**AIM OF THE EXERCISE:** How many lines of the data below contain the string "boutonniere", matching case exactly? Reply with the number alone.

╭─ DATA IN THIS EXERCISE

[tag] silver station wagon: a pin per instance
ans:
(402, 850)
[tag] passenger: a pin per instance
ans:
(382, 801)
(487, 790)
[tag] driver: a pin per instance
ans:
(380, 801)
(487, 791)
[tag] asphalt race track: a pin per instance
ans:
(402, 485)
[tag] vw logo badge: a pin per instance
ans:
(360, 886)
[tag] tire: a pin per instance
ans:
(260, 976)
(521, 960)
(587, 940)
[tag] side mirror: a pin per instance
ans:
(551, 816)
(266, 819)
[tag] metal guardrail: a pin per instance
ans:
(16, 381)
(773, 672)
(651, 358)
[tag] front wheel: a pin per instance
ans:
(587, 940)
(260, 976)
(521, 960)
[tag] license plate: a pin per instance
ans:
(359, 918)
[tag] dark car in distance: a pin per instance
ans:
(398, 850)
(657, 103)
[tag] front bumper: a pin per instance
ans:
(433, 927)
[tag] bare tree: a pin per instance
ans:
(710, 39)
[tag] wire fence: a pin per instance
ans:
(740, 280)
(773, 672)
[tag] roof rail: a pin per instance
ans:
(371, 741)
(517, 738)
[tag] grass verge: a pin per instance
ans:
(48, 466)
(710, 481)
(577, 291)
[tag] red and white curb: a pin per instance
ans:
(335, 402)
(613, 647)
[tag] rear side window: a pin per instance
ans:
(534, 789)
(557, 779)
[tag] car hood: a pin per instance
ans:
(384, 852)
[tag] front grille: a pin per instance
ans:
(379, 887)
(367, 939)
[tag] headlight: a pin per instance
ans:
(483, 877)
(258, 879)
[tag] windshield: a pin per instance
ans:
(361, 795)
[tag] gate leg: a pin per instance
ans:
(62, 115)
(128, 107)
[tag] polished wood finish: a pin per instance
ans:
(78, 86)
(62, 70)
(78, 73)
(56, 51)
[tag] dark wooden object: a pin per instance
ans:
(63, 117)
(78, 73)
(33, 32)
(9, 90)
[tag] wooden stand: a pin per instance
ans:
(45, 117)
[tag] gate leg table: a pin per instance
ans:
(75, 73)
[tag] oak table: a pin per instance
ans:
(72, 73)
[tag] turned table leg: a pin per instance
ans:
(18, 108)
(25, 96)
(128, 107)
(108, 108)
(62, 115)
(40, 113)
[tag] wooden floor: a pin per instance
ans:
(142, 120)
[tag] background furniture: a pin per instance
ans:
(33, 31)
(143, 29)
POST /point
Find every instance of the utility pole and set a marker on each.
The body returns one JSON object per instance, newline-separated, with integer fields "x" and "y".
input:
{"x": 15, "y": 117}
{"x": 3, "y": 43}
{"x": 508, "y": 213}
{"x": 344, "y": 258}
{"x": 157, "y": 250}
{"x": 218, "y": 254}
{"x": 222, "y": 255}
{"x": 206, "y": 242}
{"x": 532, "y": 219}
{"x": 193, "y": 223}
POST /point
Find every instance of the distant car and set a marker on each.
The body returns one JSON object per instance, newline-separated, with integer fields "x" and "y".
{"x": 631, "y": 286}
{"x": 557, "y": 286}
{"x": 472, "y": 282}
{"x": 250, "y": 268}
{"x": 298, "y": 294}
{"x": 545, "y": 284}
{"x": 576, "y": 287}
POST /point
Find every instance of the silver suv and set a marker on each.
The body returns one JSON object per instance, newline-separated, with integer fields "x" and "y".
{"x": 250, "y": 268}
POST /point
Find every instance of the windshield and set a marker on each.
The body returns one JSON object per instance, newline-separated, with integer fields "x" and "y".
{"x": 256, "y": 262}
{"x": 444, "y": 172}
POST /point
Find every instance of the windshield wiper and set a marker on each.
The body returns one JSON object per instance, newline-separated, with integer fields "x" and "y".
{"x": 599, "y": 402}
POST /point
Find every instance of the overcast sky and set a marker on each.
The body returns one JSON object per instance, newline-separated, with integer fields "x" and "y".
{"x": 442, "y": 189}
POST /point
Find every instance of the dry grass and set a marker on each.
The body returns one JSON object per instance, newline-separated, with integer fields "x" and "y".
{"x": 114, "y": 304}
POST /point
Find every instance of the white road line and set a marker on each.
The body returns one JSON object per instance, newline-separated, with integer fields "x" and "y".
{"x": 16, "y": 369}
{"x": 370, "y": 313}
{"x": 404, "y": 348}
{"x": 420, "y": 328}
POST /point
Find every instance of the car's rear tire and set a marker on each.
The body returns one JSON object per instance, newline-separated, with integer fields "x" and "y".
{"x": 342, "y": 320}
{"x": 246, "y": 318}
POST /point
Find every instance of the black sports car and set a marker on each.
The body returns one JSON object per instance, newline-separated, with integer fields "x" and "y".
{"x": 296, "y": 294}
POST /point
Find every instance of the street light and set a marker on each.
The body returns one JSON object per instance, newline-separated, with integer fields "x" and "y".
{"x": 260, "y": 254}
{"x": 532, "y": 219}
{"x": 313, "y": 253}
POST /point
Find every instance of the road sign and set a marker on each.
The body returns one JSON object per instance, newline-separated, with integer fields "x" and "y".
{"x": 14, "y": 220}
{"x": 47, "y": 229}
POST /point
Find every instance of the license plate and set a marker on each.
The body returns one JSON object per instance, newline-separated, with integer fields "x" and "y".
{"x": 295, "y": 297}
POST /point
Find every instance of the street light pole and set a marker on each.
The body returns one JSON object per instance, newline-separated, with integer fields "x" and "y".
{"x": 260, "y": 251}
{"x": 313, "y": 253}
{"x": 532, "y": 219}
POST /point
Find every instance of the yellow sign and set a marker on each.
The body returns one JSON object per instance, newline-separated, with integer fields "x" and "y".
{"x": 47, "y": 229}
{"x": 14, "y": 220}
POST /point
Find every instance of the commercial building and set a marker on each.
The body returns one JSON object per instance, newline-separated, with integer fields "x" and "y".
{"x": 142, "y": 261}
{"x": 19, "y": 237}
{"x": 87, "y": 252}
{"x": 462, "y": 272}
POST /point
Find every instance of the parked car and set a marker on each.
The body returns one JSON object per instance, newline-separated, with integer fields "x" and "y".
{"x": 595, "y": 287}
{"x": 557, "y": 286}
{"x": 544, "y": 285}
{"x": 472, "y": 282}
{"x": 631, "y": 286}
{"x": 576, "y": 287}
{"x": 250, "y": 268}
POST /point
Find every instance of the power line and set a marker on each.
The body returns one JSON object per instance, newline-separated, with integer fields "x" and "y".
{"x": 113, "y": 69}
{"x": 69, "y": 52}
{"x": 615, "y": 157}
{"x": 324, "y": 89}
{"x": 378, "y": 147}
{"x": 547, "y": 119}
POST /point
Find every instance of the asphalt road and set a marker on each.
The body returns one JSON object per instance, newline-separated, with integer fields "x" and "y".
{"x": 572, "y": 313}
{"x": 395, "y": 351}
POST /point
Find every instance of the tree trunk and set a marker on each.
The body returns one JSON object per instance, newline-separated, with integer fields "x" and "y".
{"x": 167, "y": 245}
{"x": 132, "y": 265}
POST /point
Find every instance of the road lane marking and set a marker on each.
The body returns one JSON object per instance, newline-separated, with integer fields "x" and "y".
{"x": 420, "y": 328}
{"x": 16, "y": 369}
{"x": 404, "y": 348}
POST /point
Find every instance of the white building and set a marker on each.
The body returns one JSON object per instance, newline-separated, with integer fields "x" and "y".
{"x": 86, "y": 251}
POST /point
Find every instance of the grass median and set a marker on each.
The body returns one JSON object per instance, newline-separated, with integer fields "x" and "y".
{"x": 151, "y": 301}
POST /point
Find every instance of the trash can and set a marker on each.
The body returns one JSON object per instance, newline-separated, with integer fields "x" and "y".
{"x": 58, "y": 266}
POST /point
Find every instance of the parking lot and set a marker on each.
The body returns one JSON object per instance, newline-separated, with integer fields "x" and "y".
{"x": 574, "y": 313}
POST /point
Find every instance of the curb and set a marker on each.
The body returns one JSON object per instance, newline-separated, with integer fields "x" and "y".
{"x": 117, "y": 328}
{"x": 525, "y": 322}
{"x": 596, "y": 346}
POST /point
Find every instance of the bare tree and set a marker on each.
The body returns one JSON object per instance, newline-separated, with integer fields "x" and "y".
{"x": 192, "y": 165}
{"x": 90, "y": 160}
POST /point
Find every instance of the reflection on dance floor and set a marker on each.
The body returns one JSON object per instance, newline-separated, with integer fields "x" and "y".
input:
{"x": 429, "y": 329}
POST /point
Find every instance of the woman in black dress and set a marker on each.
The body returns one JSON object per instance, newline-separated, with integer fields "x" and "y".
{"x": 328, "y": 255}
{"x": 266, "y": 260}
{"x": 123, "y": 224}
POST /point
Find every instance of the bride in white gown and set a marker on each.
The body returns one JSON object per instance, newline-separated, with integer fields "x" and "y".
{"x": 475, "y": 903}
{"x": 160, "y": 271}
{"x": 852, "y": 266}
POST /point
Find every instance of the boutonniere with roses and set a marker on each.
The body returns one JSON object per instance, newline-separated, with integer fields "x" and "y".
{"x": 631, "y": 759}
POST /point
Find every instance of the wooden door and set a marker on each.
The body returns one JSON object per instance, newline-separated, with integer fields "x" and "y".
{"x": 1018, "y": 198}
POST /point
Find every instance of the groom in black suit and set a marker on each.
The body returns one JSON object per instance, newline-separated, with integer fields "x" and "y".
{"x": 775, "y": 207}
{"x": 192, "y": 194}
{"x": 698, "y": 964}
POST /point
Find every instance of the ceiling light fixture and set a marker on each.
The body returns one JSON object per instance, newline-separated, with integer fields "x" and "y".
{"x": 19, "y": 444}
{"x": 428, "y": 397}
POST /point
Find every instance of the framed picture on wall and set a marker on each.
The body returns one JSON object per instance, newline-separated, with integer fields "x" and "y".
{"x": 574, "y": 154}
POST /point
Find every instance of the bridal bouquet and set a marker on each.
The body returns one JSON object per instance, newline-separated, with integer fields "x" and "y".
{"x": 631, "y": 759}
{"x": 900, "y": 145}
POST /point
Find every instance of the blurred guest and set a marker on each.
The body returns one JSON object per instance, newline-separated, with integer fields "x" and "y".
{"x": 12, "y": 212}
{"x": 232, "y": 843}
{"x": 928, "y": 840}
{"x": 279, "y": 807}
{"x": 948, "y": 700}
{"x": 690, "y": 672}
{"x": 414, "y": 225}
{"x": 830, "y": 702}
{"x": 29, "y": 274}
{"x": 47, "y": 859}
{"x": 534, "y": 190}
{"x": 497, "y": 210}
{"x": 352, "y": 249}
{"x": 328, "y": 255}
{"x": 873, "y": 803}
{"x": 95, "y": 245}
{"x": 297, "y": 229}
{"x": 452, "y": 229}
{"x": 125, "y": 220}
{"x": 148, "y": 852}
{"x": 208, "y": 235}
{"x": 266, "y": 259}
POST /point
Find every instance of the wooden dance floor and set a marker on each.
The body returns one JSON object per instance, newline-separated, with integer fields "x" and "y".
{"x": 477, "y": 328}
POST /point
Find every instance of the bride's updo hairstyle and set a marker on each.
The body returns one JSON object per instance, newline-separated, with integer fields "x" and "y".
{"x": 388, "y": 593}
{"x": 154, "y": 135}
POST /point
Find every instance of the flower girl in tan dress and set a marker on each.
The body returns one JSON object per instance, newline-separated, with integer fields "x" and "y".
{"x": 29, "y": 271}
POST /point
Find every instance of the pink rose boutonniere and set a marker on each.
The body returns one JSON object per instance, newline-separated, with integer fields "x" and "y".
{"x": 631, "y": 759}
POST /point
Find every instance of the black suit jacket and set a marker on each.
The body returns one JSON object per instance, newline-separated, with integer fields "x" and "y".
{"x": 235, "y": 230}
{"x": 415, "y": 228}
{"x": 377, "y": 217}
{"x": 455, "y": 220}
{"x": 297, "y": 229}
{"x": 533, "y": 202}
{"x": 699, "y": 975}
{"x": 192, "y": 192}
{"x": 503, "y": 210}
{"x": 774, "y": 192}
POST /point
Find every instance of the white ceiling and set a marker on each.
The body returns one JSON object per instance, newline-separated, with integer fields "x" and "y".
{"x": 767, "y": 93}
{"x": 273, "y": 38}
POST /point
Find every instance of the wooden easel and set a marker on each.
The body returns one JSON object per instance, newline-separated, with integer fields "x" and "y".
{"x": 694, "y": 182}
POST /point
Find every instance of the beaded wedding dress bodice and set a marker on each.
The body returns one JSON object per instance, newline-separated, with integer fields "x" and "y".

╰─

**RESPONSE BELOW:** 2